Si vous deviez n'en conseiller qu'une ou deux (parce qu'on est gentils) quelles seraient-elles  et pourquoi ?
     Je conseillerais la plus lumineuse, celle qui donne son nom et son sens au recueil. J’aime les quatre protagonistes de cette nouvelle. Ils me redonnent un peu confiance dans le genre humain. Car la noirceur de toutes les autres histoires n’est là que pour révéler la lumière de celle-ci. Comme la chambre noire d’un photographe. Au fond, c’est la lumière le véritable sujet du livre.  


Quels sont vos projets ?
     Mon projet le plus concret est mon prochain thriller psychologique horrifique chez Rageot prévu pour  le 15 septembre : Fais de beaux rêves…
Parmi les projets à plus long terme, il y a une série de SF paranormale et l’adaptation cinématographique de Dans la maison.

→ Série de consignes
1. D'après l'extrait d'entretien, pourquoi la nouvelle conseillée est-elle celle qui donne son sens au recueil ? Répondez en une à trois phrases.
2. Transformez en liste le paragraphe de l'extrait d'entretien qui commence par « Je conseillerais la plus lumineuse », sans perdre ses faits principaux.

→ Données fournies

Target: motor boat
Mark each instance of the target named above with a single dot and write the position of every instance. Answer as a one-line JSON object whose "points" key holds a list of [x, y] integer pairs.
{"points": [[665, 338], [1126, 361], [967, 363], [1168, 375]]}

→ Réponses à l'exercice
1. La noirceur de toutes les autres histoires n'est là que pour révéler la lumière de cette nouvelle, comme la chambre noire d'un photographe. La lumière est donc le véritable sujet du livre.

2.
- Je conseillerais la nouvelle la plus lumineuse, celle qui donne son nom et son sens au recueil.
- J'aime ses quatre protagonistes, qui me redonnent un peu confiance dans le genre humain.
- La noirceur des autres histoires ne sert qu'à révéler sa lumière, comme la chambre noire d'un photographe.
- La lumière est le véritable sujet du livre.